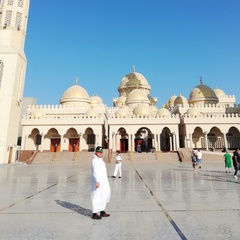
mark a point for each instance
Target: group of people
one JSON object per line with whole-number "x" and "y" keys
{"x": 232, "y": 160}
{"x": 196, "y": 159}
{"x": 229, "y": 161}
{"x": 101, "y": 191}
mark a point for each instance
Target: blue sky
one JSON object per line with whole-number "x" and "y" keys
{"x": 170, "y": 42}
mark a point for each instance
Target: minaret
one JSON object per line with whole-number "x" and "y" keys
{"x": 13, "y": 25}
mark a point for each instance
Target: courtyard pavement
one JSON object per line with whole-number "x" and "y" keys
{"x": 154, "y": 199}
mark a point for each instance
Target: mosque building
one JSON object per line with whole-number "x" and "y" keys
{"x": 206, "y": 119}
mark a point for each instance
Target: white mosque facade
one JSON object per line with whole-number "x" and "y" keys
{"x": 207, "y": 119}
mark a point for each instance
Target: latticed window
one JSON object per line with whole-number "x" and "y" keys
{"x": 20, "y": 3}
{"x": 10, "y": 2}
{"x": 1, "y": 72}
{"x": 8, "y": 18}
{"x": 18, "y": 19}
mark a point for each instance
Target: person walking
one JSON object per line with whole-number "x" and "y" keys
{"x": 101, "y": 191}
{"x": 236, "y": 161}
{"x": 194, "y": 160}
{"x": 228, "y": 162}
{"x": 118, "y": 165}
{"x": 199, "y": 158}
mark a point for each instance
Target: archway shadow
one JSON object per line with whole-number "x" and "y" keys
{"x": 76, "y": 208}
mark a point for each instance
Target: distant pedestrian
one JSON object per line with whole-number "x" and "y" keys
{"x": 118, "y": 165}
{"x": 194, "y": 160}
{"x": 228, "y": 162}
{"x": 236, "y": 161}
{"x": 101, "y": 191}
{"x": 199, "y": 158}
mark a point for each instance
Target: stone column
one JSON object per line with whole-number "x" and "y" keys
{"x": 61, "y": 143}
{"x": 80, "y": 139}
{"x": 205, "y": 138}
{"x": 41, "y": 146}
{"x": 225, "y": 140}
{"x": 113, "y": 141}
{"x": 171, "y": 140}
{"x": 190, "y": 140}
{"x": 132, "y": 142}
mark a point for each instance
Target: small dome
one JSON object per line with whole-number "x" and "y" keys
{"x": 134, "y": 79}
{"x": 163, "y": 112}
{"x": 95, "y": 100}
{"x": 137, "y": 96}
{"x": 202, "y": 94}
{"x": 75, "y": 95}
{"x": 180, "y": 100}
{"x": 142, "y": 110}
{"x": 123, "y": 111}
{"x": 153, "y": 109}
{"x": 219, "y": 93}
{"x": 193, "y": 112}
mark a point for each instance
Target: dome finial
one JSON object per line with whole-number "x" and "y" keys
{"x": 134, "y": 68}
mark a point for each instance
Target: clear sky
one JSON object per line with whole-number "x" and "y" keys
{"x": 170, "y": 42}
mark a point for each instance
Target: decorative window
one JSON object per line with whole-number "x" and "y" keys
{"x": 8, "y": 18}
{"x": 10, "y": 2}
{"x": 91, "y": 139}
{"x": 1, "y": 72}
{"x": 18, "y": 19}
{"x": 20, "y": 3}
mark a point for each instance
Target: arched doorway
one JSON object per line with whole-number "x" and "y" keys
{"x": 233, "y": 138}
{"x": 165, "y": 144}
{"x": 122, "y": 138}
{"x": 55, "y": 140}
{"x": 143, "y": 140}
{"x": 73, "y": 137}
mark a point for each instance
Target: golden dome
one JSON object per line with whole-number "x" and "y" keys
{"x": 137, "y": 96}
{"x": 142, "y": 110}
{"x": 153, "y": 109}
{"x": 75, "y": 95}
{"x": 134, "y": 80}
{"x": 180, "y": 100}
{"x": 163, "y": 112}
{"x": 202, "y": 94}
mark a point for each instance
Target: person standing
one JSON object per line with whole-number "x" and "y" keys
{"x": 199, "y": 158}
{"x": 236, "y": 161}
{"x": 118, "y": 165}
{"x": 194, "y": 160}
{"x": 228, "y": 162}
{"x": 101, "y": 191}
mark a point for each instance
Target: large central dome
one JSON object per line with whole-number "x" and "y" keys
{"x": 202, "y": 94}
{"x": 132, "y": 81}
{"x": 75, "y": 95}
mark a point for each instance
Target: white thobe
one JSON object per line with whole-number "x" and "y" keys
{"x": 100, "y": 196}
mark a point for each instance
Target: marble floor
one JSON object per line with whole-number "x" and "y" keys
{"x": 153, "y": 200}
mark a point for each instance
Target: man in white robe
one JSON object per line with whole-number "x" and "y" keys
{"x": 101, "y": 191}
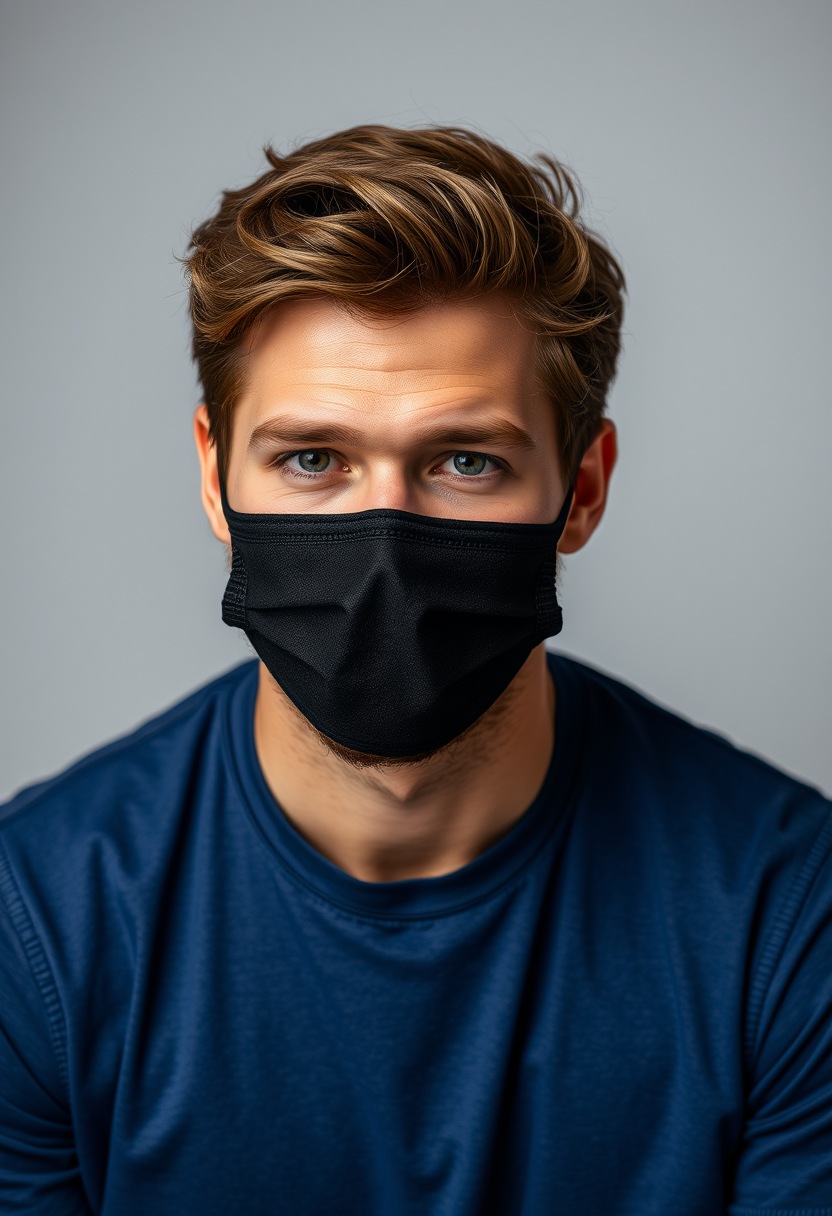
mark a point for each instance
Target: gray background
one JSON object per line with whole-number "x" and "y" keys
{"x": 700, "y": 131}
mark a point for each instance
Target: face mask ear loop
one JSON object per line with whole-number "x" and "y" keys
{"x": 234, "y": 598}
{"x": 550, "y": 615}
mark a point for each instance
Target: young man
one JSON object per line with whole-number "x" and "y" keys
{"x": 406, "y": 915}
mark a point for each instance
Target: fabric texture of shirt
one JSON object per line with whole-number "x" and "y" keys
{"x": 620, "y": 1008}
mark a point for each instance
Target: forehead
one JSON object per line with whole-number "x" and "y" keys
{"x": 315, "y": 347}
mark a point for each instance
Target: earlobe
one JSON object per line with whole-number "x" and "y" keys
{"x": 209, "y": 488}
{"x": 591, "y": 488}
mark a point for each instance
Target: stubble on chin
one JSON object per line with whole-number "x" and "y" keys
{"x": 473, "y": 744}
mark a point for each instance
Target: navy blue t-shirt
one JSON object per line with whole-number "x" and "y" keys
{"x": 620, "y": 1008}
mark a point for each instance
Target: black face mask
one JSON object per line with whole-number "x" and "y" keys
{"x": 392, "y": 632}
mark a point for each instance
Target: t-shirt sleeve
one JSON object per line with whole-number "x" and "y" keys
{"x": 39, "y": 1167}
{"x": 785, "y": 1161}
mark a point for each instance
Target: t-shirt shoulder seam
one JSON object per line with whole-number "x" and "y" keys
{"x": 39, "y": 967}
{"x": 781, "y": 929}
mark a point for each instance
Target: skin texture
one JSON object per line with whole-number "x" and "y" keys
{"x": 382, "y": 409}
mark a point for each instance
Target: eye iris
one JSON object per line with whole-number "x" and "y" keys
{"x": 470, "y": 463}
{"x": 314, "y": 461}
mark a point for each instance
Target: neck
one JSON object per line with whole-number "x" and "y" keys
{"x": 410, "y": 820}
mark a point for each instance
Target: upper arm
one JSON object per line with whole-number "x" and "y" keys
{"x": 785, "y": 1161}
{"x": 39, "y": 1170}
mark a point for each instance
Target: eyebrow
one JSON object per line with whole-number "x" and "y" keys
{"x": 285, "y": 428}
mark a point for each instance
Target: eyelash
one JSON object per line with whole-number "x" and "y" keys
{"x": 281, "y": 462}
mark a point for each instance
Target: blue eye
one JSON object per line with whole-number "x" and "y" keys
{"x": 471, "y": 463}
{"x": 314, "y": 460}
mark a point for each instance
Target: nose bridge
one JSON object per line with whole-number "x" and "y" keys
{"x": 389, "y": 482}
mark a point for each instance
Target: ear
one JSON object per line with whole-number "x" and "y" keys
{"x": 590, "y": 489}
{"x": 211, "y": 495}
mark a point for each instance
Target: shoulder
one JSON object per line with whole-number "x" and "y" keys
{"x": 127, "y": 784}
{"x": 712, "y": 811}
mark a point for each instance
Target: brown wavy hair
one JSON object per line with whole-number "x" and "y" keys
{"x": 384, "y": 220}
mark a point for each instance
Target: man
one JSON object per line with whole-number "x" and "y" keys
{"x": 406, "y": 915}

------------------------------------------------------------

| The problem |
Set down the records above exactly, leaving out pictures.

| Task response |
mark a point for each instance
Target: group of people
one JSON object per line with whole-number "x" and "y" keys
{"x": 232, "y": 160}
{"x": 196, "y": 159}
{"x": 229, "y": 161}
{"x": 101, "y": 191}
mark a point for each instance
Target: blue sky
one JSON object per line with whole-number "x" and "y" keys
{"x": 170, "y": 42}
mark a point for each instance
Target: minaret
one JSON object per line with whole-number "x" and "y" keys
{"x": 13, "y": 25}
mark a point for each instance
Target: courtyard pavement
one JSON object per line with whole-number "x" and "y" keys
{"x": 154, "y": 199}
mark a point for each instance
Target: mosque building
one JSON object per line with whole-number "x" and "y" keys
{"x": 206, "y": 119}
mark a point for each instance
Target: white mosque facade
one JSON object per line with whole-number "x" and "y" keys
{"x": 207, "y": 119}
mark a point for each instance
Target: latticed window
one JSON object per line with whole-number "x" and "y" keys
{"x": 20, "y": 3}
{"x": 10, "y": 2}
{"x": 1, "y": 72}
{"x": 8, "y": 18}
{"x": 18, "y": 19}
mark a point for each instance
Target: person walking
one JSON object per line with whole-number "x" and "y" keys
{"x": 101, "y": 191}
{"x": 236, "y": 161}
{"x": 194, "y": 160}
{"x": 228, "y": 162}
{"x": 118, "y": 165}
{"x": 199, "y": 158}
mark a point for each instance
Target: archway shadow
one JSON object per line with whole-number "x" and "y" keys
{"x": 76, "y": 208}
mark a point for each instance
Target: distant pedestrian
one JSON object per line with whole-number "x" and "y" keys
{"x": 118, "y": 165}
{"x": 194, "y": 160}
{"x": 228, "y": 162}
{"x": 236, "y": 161}
{"x": 101, "y": 191}
{"x": 199, "y": 158}
mark a point for each instance
Target: stone column
one JSON object per line with whole-number "x" and "y" keys
{"x": 61, "y": 143}
{"x": 80, "y": 139}
{"x": 205, "y": 138}
{"x": 41, "y": 146}
{"x": 225, "y": 140}
{"x": 113, "y": 141}
{"x": 171, "y": 140}
{"x": 190, "y": 140}
{"x": 132, "y": 142}
mark a point for each instance
Target: small dome
one JSON object per line with whole-number "x" and "y" keys
{"x": 134, "y": 79}
{"x": 163, "y": 112}
{"x": 95, "y": 100}
{"x": 137, "y": 96}
{"x": 202, "y": 94}
{"x": 75, "y": 95}
{"x": 180, "y": 100}
{"x": 142, "y": 110}
{"x": 123, "y": 111}
{"x": 153, "y": 109}
{"x": 219, "y": 93}
{"x": 193, "y": 112}
mark a point for each instance
Target: dome finial
one JSON object per line with whole-number "x" and "y" keys
{"x": 134, "y": 68}
mark a point for each instance
Target: clear sky
one JSON object per line with whole-number "x" and "y" keys
{"x": 170, "y": 42}
mark a point for each instance
Target: decorative window
one JSON object per line with whole-number "x" and "y" keys
{"x": 8, "y": 18}
{"x": 10, "y": 2}
{"x": 91, "y": 139}
{"x": 1, "y": 72}
{"x": 18, "y": 19}
{"x": 20, "y": 3}
mark a point for each instance
Target: arched doorway
one JSON object per line with whole-number "x" and "y" keys
{"x": 233, "y": 138}
{"x": 165, "y": 144}
{"x": 122, "y": 138}
{"x": 55, "y": 140}
{"x": 143, "y": 140}
{"x": 73, "y": 137}
mark a point for each instance
Target: golden dome
one JSON object per line with whole-number "x" and "y" keys
{"x": 137, "y": 96}
{"x": 142, "y": 110}
{"x": 153, "y": 109}
{"x": 75, "y": 95}
{"x": 134, "y": 80}
{"x": 180, "y": 100}
{"x": 163, "y": 112}
{"x": 202, "y": 94}
mark a point for each instance
Target: person standing
one JSON object per line with whole-number "x" and "y" keys
{"x": 199, "y": 158}
{"x": 236, "y": 161}
{"x": 118, "y": 165}
{"x": 194, "y": 160}
{"x": 228, "y": 162}
{"x": 101, "y": 191}
mark a point for each instance
Target: large central dome
one JSON object per line with whole-number "x" and "y" keys
{"x": 202, "y": 94}
{"x": 132, "y": 81}
{"x": 75, "y": 95}
mark a point for each instance
Target: white thobe
one JSON object per line with whole-number "x" and "y" keys
{"x": 100, "y": 196}
mark a point for each instance
Target: marble floor
one JSON object per line with whole-number "x" and "y" keys
{"x": 153, "y": 200}
mark a point for each instance
Target: man in white robe
one JSON object per line with whole-number "x" and "y" keys
{"x": 101, "y": 191}
mark a point for each instance
Target: gray background
one JSON object per line with whole-number "x" and "y" keys
{"x": 700, "y": 131}
mark a point for each instance
Target: face mask ear loop
one JSON object per line with whole-number "x" and "y" keys
{"x": 234, "y": 598}
{"x": 550, "y": 615}
mark a point for each instance
Target: young man
one JSON object per line with whole-number "x" and "y" keys
{"x": 406, "y": 915}
mark a point for each instance
Target: fabric texture of shirt
one JSON object per line with whole-number "x" and "y" keys
{"x": 620, "y": 1008}
mark a point for each instance
Target: forehead
one JSON object per line with whole-number "x" and "y" keys
{"x": 315, "y": 347}
mark a point for each instance
Target: earlobe
one JSON object per line with whole-number "x" and "y" keys
{"x": 209, "y": 488}
{"x": 591, "y": 488}
mark a point for each instance
Target: stubble on chin
one JSON object per line with whole-number "x" and "y" keys
{"x": 473, "y": 744}
mark a point for each instance
Target: navy blue t-shirt
one JSON object per line with whole-number "x" and "y" keys
{"x": 620, "y": 1008}
mark a point for each instance
Target: black face mask
one JSON object per line with whole-number "x" and "y" keys
{"x": 392, "y": 632}
mark a point for each instance
Target: t-shirt sleeve
one JSON object per line with whole-number "x" and "y" keys
{"x": 39, "y": 1167}
{"x": 785, "y": 1161}
mark a point for each instance
Target: t-shirt shoulder seam
one JSON object per line with whole-number "x" and "y" keys
{"x": 39, "y": 967}
{"x": 781, "y": 929}
mark a point for each instance
Target: skin texture
one JSON object per line with whole-number "x" and "y" keys
{"x": 382, "y": 409}
mark a point for each instance
Target: eye iris
one JSON object per line with whole-number "x" and "y" keys
{"x": 470, "y": 463}
{"x": 314, "y": 461}
mark a point for each instance
Target: neck
one JSON object per line with whole-number "x" and "y" keys
{"x": 410, "y": 820}
mark a point for each instance
Target: upper arm
one JSON object per line with whole-number "x" and "y" keys
{"x": 785, "y": 1161}
{"x": 39, "y": 1170}
mark a point for each instance
Target: eyebrow
one JSON object per line with whole-number "x" and "y" keys
{"x": 285, "y": 428}
mark a point for each instance
Target: eyelash
one JSON object per line with whole-number "x" and "y" keys
{"x": 281, "y": 462}
mark a point for each instance
Target: blue eye
one JSON object per line with whole-number "x" and "y" keys
{"x": 471, "y": 463}
{"x": 314, "y": 460}
mark a point for each instance
Target: nose bridge
one JSON object per line with whole-number "x" and "y" keys
{"x": 389, "y": 482}
mark a point for each instance
Target: ear
one JSON object per line with whole-number "x" and "y" keys
{"x": 590, "y": 489}
{"x": 211, "y": 495}
mark a point for each instance
Target: shoulder
one JSON object per line with whole-number "x" and "y" keys
{"x": 127, "y": 784}
{"x": 712, "y": 811}
mark a point for each instance
Target: brown wavy hair
one JSON object per line with whole-number "x" and "y" keys
{"x": 384, "y": 220}
mark a point for each instance
Target: man
one JSON object per line with whole-number "x" and "y" keys
{"x": 406, "y": 915}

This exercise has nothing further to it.